* **EXERCISE DIRECTIONS**
Return the entries below in their exact form, leaving the pictures out.

* **RECORDED DATA**
──────────────────────────────

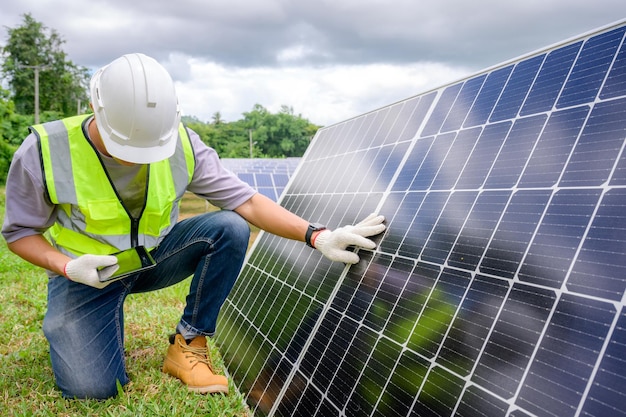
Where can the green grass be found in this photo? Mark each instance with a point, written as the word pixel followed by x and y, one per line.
pixel 27 385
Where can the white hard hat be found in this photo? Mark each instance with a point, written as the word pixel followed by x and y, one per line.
pixel 136 109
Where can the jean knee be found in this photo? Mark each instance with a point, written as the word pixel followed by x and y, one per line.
pixel 234 228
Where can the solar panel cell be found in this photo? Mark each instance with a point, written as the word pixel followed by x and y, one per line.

──────────────────────────────

* **RESPONSE FOR THIS EXERCISE**
Where can the green grass be found in this photo? Mark each instance with a point, written as the word pixel followed by x and y, one per line.
pixel 27 385
Where can the white hard hat be found in this photo? Mark each instance with a point, written as the word pixel followed by x and y, one per line.
pixel 136 109
Where can the jean knee be found in this photo? Mark each instance with a point, written as the word pixel followed by x and y, one per line.
pixel 234 228
Where can the solar panel cell be found in this photo? Mark each instance with a point, written as the word pixel followed by x and y, one per line.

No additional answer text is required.